*REQUIRED TASK:* Will you put each line of the data below into a Markdown table with the columns No. and Text, numbering the rows and leaving out blank lines?

==*==

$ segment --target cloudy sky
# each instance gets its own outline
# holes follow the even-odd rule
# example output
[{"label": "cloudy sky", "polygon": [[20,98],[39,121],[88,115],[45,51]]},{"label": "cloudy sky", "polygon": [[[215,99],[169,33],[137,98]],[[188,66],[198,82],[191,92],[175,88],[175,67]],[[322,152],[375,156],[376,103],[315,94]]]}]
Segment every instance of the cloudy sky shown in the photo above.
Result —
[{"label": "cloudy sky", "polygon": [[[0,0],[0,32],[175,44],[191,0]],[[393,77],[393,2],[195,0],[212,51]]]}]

==*==

*TASK RESULT:*
| No. | Text |
|---|---|
| 1 | $ segment --target cloudy sky |
| 2 | # each instance gets its own outline |
| 3 | # holes follow the even-odd rule |
| 4 | # example output |
| 5 | [{"label": "cloudy sky", "polygon": [[20,98],[39,121],[88,115],[45,51]]},{"label": "cloudy sky", "polygon": [[[215,99],[169,33],[137,98]],[[188,66],[198,82],[191,92],[175,88],[175,67]],[[322,152],[375,156],[376,103],[315,94]]]}] |
| 6 | Segment every instance of the cloudy sky shown in the photo above. |
| 7 | Result — |
| 8 | [{"label": "cloudy sky", "polygon": [[[0,0],[0,32],[175,44],[191,0]],[[393,77],[393,2],[195,0],[212,51]]]}] |